Records from a data source
+ + + + +

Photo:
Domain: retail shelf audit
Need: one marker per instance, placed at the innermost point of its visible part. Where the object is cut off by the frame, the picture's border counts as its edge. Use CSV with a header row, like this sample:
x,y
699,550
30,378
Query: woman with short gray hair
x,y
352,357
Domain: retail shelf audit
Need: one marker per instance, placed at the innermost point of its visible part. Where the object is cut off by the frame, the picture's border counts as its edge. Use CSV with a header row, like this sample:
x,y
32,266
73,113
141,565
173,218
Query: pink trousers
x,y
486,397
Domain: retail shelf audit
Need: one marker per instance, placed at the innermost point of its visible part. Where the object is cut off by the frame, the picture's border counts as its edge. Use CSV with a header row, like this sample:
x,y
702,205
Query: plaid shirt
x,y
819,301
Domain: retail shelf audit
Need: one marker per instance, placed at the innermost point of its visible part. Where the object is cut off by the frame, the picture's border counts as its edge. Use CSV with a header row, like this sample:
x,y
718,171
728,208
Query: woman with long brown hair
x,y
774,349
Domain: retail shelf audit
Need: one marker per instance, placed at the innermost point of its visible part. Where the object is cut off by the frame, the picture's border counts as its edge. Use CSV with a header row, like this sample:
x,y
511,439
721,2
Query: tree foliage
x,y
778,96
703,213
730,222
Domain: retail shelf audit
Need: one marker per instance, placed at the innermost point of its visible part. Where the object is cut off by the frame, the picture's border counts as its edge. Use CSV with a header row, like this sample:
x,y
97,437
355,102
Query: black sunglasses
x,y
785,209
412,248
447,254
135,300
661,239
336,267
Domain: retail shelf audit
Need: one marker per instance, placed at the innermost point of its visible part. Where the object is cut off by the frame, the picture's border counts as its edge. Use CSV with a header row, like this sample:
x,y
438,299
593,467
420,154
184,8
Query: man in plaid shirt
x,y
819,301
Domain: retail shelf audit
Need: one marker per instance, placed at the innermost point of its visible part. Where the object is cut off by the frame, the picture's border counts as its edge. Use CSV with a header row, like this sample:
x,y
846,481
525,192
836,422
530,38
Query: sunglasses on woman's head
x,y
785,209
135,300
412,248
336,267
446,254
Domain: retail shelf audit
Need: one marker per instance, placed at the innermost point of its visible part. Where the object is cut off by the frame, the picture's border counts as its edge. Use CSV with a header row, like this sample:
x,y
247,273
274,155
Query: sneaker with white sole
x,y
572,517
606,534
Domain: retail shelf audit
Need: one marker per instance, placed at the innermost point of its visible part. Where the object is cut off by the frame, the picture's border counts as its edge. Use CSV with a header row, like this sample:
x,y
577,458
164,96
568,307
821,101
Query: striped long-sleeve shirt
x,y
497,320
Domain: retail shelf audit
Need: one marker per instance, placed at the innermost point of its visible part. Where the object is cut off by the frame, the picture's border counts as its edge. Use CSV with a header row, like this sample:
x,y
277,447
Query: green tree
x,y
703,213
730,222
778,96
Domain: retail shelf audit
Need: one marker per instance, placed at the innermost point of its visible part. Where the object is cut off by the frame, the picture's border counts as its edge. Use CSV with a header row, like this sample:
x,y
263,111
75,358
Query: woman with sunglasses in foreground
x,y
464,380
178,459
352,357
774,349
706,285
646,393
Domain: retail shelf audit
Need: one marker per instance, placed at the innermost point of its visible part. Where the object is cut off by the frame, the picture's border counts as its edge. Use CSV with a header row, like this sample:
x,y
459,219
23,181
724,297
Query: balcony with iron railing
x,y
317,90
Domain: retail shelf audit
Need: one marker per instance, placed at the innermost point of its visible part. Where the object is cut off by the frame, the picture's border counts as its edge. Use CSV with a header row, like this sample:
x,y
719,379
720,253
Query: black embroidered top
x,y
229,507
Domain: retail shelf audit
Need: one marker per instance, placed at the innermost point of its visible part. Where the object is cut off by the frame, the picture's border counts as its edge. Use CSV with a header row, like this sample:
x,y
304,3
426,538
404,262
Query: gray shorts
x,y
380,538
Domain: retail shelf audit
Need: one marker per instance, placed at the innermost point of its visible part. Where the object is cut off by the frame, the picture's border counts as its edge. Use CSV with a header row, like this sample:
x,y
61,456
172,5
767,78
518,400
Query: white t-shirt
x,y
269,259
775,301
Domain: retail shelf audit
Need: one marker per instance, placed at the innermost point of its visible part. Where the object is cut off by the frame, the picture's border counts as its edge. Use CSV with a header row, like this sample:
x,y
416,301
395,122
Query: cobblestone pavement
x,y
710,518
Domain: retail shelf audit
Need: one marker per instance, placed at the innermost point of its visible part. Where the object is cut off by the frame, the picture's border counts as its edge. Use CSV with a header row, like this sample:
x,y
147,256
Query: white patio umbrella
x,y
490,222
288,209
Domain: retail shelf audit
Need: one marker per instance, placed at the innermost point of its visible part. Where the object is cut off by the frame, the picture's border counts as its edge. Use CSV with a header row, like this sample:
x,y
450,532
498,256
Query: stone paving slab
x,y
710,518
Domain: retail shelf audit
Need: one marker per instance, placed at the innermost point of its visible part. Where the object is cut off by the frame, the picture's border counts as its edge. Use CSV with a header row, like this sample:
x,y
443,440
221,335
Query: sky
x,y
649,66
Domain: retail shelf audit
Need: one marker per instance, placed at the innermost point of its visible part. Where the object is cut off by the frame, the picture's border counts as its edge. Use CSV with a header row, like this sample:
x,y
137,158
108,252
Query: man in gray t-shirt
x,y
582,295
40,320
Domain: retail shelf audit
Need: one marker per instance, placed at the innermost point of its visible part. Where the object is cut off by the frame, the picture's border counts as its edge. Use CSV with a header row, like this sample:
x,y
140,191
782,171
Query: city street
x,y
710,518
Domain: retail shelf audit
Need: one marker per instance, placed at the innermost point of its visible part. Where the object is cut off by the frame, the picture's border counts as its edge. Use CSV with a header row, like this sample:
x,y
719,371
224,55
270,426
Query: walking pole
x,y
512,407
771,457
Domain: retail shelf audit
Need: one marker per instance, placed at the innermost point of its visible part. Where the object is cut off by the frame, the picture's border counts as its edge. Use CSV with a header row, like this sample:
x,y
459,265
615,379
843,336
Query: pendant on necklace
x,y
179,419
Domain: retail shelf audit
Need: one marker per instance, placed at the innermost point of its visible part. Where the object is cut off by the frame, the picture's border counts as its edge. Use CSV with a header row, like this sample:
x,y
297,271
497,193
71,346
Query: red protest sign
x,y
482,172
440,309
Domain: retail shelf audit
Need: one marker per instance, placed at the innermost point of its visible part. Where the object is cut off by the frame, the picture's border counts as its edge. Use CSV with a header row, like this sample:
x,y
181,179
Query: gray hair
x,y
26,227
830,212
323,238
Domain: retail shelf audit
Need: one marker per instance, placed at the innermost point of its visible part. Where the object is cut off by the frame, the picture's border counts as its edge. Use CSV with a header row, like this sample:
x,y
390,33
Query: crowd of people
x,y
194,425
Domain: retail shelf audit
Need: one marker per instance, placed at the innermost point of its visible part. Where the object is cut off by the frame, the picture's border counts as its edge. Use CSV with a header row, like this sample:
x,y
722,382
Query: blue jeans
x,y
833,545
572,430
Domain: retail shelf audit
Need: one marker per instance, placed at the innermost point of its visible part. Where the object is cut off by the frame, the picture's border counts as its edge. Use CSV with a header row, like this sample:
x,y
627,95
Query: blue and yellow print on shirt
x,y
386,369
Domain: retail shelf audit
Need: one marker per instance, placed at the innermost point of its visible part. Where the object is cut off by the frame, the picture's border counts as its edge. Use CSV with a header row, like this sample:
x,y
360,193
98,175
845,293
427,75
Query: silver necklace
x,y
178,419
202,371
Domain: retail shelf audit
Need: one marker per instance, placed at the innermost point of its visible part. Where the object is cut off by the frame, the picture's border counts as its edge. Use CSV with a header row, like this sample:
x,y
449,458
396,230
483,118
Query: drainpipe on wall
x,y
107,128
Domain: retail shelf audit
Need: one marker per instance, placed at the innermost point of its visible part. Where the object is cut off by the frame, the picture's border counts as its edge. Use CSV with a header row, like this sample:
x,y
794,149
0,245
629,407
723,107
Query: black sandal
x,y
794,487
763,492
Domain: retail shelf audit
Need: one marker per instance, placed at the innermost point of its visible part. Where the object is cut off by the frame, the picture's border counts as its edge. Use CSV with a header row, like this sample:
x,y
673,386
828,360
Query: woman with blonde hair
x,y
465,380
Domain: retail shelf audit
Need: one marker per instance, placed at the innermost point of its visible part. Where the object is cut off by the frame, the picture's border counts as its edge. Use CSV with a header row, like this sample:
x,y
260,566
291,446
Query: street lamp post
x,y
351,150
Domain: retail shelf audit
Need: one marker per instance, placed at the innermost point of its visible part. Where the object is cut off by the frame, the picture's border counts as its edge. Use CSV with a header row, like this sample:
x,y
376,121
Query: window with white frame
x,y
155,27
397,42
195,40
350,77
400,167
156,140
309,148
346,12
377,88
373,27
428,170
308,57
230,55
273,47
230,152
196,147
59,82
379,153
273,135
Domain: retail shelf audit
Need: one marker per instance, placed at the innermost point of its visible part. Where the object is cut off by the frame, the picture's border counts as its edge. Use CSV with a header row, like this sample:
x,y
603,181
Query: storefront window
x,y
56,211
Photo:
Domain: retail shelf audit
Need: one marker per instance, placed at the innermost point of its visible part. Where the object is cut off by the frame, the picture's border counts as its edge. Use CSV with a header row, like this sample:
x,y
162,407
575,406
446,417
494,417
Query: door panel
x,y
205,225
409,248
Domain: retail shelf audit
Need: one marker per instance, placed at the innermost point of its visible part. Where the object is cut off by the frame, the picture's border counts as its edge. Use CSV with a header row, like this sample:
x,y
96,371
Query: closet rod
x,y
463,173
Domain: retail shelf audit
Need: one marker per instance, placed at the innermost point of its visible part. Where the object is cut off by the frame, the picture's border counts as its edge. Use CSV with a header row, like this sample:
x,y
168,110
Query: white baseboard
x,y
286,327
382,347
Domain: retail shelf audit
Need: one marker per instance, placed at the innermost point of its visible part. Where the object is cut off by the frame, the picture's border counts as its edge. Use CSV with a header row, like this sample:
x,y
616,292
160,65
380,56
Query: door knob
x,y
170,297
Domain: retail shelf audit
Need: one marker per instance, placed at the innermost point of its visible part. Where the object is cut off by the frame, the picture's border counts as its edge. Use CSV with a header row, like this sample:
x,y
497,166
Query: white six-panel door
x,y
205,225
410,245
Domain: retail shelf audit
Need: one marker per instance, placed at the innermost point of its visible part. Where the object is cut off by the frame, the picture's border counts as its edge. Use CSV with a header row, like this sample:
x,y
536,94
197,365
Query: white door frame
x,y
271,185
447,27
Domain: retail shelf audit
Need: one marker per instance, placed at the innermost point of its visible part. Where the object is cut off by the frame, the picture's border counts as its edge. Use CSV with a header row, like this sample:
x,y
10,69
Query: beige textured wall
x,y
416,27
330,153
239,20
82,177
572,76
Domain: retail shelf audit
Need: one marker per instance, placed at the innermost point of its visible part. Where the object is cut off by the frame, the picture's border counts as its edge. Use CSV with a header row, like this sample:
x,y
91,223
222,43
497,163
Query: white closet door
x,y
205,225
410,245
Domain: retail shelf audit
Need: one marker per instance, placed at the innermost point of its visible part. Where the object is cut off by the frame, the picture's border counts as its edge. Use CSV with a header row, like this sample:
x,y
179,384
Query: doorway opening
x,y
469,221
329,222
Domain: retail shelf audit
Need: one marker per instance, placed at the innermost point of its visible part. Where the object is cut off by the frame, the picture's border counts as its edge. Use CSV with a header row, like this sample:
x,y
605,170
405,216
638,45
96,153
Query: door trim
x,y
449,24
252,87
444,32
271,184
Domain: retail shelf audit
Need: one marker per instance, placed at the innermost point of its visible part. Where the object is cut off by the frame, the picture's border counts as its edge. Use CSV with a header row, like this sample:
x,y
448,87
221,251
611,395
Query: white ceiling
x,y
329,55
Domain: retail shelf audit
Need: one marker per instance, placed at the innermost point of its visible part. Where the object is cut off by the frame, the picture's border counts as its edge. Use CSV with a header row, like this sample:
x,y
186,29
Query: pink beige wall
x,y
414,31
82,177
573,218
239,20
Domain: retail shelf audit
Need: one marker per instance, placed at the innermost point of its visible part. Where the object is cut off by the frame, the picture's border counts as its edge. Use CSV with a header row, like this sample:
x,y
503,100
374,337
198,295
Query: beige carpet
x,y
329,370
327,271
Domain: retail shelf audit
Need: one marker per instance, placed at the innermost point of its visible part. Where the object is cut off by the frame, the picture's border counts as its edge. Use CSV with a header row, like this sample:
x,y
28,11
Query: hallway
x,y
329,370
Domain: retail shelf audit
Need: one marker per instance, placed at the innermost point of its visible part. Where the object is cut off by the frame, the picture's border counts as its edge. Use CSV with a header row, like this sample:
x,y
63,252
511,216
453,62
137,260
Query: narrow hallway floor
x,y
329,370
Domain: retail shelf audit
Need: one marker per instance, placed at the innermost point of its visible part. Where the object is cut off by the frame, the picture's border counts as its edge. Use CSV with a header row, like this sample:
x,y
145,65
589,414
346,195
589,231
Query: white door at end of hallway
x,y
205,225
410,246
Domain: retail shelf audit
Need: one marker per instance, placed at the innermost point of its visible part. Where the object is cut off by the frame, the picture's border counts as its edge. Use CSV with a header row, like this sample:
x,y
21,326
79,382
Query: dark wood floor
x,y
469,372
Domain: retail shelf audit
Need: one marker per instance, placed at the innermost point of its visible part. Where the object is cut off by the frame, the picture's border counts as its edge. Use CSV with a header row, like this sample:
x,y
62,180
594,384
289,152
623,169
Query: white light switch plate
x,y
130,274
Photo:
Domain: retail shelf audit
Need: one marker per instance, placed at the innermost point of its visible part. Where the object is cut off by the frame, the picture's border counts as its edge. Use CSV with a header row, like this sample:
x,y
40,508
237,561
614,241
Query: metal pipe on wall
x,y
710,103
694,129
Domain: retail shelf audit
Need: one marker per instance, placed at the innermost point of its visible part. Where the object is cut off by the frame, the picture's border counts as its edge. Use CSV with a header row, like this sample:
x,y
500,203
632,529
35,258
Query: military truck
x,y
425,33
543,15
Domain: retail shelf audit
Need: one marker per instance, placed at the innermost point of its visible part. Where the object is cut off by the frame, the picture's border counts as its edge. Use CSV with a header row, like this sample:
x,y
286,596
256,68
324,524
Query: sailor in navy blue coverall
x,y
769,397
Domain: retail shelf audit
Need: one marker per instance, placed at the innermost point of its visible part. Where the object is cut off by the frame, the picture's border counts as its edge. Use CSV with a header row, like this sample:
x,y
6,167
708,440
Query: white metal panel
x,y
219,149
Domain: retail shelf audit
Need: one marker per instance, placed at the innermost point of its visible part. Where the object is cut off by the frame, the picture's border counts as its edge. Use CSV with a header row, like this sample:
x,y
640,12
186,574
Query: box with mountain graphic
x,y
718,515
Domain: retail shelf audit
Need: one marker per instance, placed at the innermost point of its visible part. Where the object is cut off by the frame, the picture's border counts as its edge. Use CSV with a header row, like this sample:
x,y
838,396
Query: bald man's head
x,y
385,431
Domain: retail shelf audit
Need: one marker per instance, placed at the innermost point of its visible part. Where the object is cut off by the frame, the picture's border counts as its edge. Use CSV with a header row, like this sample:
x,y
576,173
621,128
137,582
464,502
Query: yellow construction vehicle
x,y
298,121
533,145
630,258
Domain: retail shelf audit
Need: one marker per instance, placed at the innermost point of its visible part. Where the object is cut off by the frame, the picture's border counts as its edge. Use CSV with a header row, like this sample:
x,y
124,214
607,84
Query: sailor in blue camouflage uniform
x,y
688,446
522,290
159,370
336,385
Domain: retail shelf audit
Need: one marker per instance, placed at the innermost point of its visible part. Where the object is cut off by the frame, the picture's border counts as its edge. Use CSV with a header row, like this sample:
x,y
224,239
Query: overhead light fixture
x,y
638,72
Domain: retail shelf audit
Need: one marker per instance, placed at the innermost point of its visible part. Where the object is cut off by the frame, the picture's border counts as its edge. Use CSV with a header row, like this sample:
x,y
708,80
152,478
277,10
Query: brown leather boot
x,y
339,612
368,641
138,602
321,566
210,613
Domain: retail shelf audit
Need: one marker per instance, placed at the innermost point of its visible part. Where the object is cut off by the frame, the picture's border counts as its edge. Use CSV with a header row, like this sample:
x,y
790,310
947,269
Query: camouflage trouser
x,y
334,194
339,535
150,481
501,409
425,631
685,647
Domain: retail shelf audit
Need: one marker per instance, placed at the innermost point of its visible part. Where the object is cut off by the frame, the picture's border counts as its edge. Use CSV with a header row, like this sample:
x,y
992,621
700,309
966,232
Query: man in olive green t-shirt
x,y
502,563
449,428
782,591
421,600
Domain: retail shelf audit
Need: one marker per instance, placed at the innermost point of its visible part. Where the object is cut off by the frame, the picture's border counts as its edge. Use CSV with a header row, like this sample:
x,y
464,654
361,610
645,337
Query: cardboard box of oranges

+ + + + +

List every line of the entries above that contains the word "street".

• WRITTEN REPLY:
Query: city street
Query: street lamp post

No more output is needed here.